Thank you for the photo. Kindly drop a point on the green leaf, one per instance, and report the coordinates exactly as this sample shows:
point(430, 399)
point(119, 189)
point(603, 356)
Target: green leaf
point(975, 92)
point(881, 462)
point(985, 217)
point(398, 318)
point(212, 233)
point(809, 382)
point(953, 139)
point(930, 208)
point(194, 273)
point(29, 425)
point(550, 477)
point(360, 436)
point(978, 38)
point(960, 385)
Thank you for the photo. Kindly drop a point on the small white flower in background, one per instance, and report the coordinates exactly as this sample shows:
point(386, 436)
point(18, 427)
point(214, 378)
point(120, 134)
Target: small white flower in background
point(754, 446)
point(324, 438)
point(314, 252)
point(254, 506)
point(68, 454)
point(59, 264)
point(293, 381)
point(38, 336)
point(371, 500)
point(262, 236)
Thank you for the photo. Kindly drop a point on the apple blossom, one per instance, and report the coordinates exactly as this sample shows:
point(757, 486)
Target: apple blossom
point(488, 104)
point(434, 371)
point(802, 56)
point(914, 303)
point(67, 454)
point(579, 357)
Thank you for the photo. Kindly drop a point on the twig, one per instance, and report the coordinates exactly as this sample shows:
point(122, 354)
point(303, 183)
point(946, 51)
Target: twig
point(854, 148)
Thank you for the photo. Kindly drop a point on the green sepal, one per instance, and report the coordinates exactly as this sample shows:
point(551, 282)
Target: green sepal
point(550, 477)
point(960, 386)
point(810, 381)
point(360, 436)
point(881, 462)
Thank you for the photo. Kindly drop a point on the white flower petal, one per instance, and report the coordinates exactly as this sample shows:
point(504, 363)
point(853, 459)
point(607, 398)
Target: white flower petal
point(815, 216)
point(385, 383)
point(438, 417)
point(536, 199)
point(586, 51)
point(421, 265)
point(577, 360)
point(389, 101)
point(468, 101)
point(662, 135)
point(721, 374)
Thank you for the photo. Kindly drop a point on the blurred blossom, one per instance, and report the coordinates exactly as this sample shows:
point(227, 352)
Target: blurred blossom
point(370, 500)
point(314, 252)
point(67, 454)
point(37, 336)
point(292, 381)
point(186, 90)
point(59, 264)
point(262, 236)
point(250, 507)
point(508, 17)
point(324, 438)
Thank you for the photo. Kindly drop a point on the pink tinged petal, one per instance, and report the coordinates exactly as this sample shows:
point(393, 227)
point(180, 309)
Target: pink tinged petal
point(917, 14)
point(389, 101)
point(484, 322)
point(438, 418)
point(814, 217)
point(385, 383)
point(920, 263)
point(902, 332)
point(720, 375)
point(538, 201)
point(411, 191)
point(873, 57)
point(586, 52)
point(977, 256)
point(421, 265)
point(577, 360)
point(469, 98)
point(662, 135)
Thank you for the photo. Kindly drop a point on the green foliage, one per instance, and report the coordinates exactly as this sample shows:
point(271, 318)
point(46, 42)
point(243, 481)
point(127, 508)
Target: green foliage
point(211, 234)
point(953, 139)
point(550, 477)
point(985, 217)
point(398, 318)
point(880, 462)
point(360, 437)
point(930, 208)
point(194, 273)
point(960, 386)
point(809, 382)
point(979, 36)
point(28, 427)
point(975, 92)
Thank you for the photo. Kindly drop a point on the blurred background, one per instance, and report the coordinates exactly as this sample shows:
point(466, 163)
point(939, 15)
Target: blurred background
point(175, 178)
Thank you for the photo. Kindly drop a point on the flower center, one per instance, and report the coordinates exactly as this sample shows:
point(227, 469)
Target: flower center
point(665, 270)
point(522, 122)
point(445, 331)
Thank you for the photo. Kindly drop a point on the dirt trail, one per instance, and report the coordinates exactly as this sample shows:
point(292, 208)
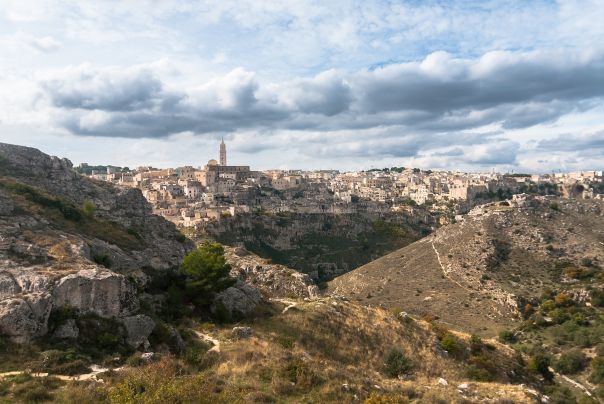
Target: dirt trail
point(95, 371)
point(209, 338)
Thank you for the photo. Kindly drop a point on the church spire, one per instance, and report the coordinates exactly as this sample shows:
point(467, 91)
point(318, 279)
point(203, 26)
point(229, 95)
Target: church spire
point(222, 153)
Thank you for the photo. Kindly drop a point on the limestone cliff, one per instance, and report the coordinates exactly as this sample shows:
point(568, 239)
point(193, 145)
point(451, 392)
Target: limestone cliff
point(67, 241)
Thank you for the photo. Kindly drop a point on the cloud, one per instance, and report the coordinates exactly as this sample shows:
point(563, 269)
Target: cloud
point(438, 94)
point(593, 142)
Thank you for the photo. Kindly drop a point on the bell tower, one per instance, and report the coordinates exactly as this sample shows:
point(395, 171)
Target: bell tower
point(222, 153)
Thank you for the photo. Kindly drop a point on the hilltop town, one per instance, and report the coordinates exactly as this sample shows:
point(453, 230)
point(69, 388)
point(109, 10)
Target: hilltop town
point(193, 197)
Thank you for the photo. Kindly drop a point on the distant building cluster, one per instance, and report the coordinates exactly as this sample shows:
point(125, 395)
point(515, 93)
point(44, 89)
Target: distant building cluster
point(191, 196)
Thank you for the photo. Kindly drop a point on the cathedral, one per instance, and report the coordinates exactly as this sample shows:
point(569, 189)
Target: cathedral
point(222, 153)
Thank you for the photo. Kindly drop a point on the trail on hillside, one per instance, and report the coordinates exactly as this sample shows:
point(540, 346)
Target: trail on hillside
point(210, 339)
point(96, 370)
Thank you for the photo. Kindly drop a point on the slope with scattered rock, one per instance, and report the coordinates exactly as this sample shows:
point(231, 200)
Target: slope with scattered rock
point(480, 274)
point(69, 243)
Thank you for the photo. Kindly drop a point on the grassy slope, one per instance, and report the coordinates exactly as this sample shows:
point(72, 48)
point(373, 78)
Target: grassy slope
point(318, 351)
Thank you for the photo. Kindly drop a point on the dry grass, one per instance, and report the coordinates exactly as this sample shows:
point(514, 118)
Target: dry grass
point(321, 351)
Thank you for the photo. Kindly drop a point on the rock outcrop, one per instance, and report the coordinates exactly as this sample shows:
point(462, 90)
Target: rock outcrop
point(271, 280)
point(56, 254)
point(237, 301)
point(480, 273)
point(97, 291)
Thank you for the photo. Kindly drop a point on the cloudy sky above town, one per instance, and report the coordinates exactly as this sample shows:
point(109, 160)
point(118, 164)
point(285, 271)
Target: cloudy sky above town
point(469, 85)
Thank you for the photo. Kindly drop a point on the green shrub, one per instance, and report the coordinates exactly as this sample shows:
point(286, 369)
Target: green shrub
point(207, 273)
point(597, 373)
point(396, 363)
point(194, 354)
point(507, 336)
point(597, 297)
point(89, 209)
point(571, 362)
point(540, 363)
point(286, 341)
point(449, 343)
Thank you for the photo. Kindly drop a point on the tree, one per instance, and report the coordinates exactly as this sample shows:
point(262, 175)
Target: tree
point(570, 362)
point(396, 363)
point(539, 363)
point(207, 273)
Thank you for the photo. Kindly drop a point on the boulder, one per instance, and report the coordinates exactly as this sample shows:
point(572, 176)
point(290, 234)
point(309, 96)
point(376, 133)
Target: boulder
point(67, 330)
point(25, 318)
point(241, 332)
point(97, 291)
point(138, 328)
point(239, 300)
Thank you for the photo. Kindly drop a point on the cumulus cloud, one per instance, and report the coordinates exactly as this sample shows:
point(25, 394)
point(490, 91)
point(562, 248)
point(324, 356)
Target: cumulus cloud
point(593, 142)
point(438, 94)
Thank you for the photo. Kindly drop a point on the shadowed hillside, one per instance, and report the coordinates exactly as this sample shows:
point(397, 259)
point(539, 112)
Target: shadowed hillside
point(478, 275)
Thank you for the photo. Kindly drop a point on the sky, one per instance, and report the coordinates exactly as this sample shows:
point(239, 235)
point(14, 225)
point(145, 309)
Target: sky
point(307, 84)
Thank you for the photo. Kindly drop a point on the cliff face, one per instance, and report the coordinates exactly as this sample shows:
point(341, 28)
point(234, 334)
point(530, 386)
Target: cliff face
point(479, 274)
point(321, 245)
point(66, 241)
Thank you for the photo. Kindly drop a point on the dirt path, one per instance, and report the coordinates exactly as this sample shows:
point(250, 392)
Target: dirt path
point(290, 304)
point(209, 338)
point(95, 371)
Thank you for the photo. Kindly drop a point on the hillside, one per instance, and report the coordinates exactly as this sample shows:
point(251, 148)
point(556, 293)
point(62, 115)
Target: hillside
point(322, 245)
point(325, 350)
point(478, 275)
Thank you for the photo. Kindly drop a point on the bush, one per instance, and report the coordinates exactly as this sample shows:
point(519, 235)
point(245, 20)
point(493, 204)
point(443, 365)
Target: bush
point(597, 297)
point(207, 273)
point(194, 354)
point(507, 336)
point(539, 363)
point(449, 343)
point(597, 373)
point(89, 209)
point(396, 363)
point(570, 362)
point(563, 300)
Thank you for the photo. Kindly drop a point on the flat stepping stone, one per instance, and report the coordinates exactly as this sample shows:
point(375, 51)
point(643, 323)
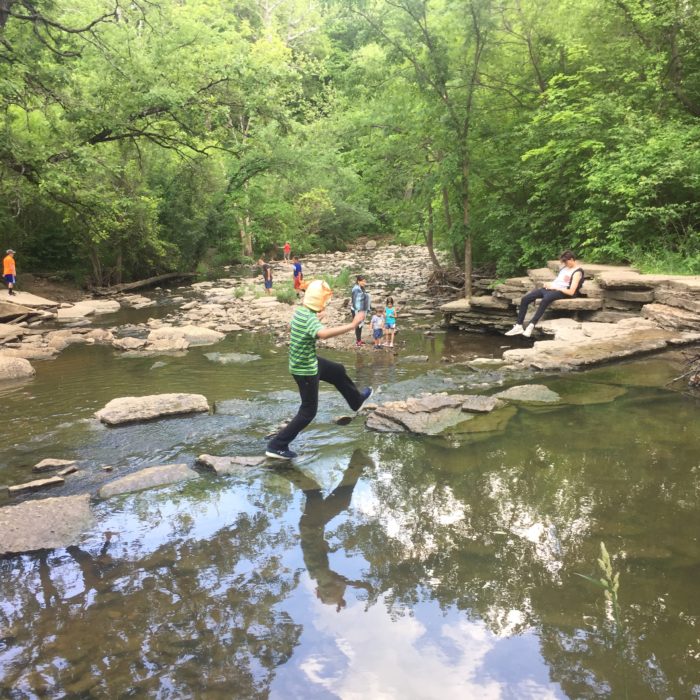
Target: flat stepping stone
point(529, 393)
point(131, 409)
point(148, 478)
point(229, 465)
point(44, 524)
point(48, 464)
point(481, 404)
point(35, 485)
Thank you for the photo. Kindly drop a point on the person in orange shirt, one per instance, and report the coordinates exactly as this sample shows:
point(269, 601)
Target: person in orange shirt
point(9, 270)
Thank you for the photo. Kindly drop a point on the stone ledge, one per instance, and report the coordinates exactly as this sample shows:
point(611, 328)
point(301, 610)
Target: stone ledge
point(44, 524)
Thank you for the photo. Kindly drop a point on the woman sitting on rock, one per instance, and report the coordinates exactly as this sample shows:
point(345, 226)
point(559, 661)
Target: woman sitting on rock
point(567, 284)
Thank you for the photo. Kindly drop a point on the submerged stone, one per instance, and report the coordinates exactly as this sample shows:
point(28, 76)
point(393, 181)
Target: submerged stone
point(130, 409)
point(47, 464)
point(35, 485)
point(229, 465)
point(529, 393)
point(229, 358)
point(480, 404)
point(148, 478)
point(585, 393)
point(44, 524)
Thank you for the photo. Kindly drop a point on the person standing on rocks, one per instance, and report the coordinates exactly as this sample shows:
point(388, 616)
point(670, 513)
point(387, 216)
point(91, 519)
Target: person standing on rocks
point(359, 303)
point(308, 369)
point(267, 275)
point(298, 274)
point(390, 321)
point(567, 284)
point(9, 271)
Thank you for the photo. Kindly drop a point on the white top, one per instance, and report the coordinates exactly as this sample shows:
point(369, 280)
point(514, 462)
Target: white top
point(563, 280)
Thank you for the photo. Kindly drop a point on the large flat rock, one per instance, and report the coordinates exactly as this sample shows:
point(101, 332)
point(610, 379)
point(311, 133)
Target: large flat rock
point(148, 478)
point(44, 524)
point(13, 368)
point(229, 465)
point(562, 354)
point(194, 335)
point(33, 301)
point(88, 307)
point(132, 409)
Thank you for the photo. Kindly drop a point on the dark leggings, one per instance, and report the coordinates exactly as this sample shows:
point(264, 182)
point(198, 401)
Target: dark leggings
point(547, 296)
point(358, 330)
point(332, 372)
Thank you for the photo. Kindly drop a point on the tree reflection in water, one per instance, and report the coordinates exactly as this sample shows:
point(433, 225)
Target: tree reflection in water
point(192, 615)
point(318, 512)
point(490, 533)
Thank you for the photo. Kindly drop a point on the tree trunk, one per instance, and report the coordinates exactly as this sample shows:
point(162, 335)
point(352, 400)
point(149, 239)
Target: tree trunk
point(429, 238)
point(467, 232)
point(246, 238)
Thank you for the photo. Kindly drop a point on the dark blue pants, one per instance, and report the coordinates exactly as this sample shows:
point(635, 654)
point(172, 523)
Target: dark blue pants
point(547, 296)
point(332, 372)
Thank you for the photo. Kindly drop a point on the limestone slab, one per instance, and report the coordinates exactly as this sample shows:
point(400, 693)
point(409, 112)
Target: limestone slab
point(228, 465)
point(148, 478)
point(35, 485)
point(48, 464)
point(12, 368)
point(130, 409)
point(44, 524)
point(529, 393)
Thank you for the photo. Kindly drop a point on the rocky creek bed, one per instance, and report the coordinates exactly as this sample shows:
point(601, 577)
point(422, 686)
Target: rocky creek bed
point(206, 313)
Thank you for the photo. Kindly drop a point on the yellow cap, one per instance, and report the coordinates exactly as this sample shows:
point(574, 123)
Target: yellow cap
point(317, 295)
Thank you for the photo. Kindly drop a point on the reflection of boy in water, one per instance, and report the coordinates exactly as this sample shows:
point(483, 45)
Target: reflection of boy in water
point(318, 512)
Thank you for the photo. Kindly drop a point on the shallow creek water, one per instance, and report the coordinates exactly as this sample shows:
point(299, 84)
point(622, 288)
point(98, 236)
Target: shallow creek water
point(382, 566)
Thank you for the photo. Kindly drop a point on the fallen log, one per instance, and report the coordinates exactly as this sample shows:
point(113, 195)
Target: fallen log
point(129, 286)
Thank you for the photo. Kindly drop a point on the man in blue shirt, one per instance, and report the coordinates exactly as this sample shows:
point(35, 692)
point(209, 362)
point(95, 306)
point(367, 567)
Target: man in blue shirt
point(359, 301)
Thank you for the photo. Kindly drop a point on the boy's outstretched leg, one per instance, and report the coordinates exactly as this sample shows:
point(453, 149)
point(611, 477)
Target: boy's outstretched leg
point(278, 446)
point(334, 373)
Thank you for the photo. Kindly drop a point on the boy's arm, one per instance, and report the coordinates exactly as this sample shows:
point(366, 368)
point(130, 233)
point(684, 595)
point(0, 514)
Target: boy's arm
point(325, 333)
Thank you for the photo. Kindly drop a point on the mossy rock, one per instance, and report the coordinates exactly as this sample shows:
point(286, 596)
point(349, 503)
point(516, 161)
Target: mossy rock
point(586, 393)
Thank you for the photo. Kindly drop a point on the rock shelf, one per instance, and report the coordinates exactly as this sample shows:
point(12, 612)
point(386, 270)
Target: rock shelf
point(624, 313)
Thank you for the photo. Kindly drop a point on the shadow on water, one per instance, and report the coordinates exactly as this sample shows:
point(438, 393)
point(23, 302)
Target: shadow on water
point(382, 565)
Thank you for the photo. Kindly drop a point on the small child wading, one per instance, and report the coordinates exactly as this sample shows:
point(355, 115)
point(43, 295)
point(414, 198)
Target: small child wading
point(308, 369)
point(377, 323)
point(267, 275)
point(9, 271)
point(390, 321)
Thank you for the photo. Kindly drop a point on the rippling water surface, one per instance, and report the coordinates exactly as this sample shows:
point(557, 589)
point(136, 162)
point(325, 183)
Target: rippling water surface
point(382, 566)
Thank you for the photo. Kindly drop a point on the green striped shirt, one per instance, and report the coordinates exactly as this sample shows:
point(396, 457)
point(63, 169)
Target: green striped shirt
point(302, 347)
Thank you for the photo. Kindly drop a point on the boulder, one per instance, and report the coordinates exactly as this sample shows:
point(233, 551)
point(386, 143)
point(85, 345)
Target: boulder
point(130, 409)
point(228, 465)
point(87, 308)
point(148, 478)
point(193, 335)
point(129, 343)
point(100, 335)
point(231, 358)
point(12, 368)
point(44, 524)
point(426, 415)
point(136, 301)
point(672, 317)
point(30, 352)
point(10, 332)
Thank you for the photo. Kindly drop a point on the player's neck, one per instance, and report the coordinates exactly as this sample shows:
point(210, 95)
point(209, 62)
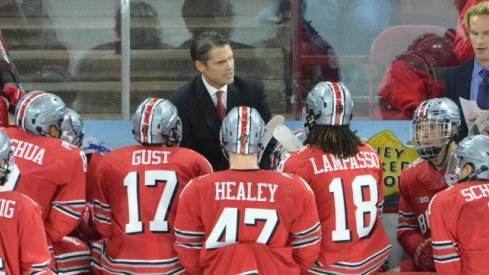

※ ※ ※

__Work to be completed__.
Quote the listing word for word, starting at the line that contains "on the mossy" and stopping after the line that contains "point(302, 347)".

__Response below__.
Thank you for the photo. Kindly drop a point on the mossy rock, one per instance, and report the coordinates exactly as this sample shows:
point(286, 596)
point(349, 503)
point(516, 161)
Target: mossy rock
point(586, 393)
Thank you for the photo. Kindly drop a point on the rock shelf, one per instance, and report the coordinates exactly as this sample shows:
point(12, 612)
point(386, 270)
Target: rock shelf
point(624, 313)
Thank you for the photo. Kindly drop a point on the shadow on water, one per instance, and report the coordinates exactly as this sample shows:
point(438, 393)
point(23, 302)
Target: shadow on water
point(382, 565)
Thank you for the photo. Kindly drop a point on the small child wading, one per instance, and report the coordinates exactly as this sample shows:
point(355, 115)
point(43, 295)
point(414, 198)
Target: small child wading
point(308, 369)
point(377, 323)
point(267, 275)
point(9, 271)
point(390, 321)
Thank you for the photo. Kindly drop a point on the rippling water surface, one per instance, and report the coordinates exactly as this sample shows:
point(557, 589)
point(136, 162)
point(325, 183)
Target: rippling water surface
point(382, 566)
Thank you for the photo. Kindly drop a point on the green striped shirt, one per instance, and report the coordinates exactly as this sample shows:
point(396, 457)
point(63, 169)
Target: green striped shirt
point(302, 347)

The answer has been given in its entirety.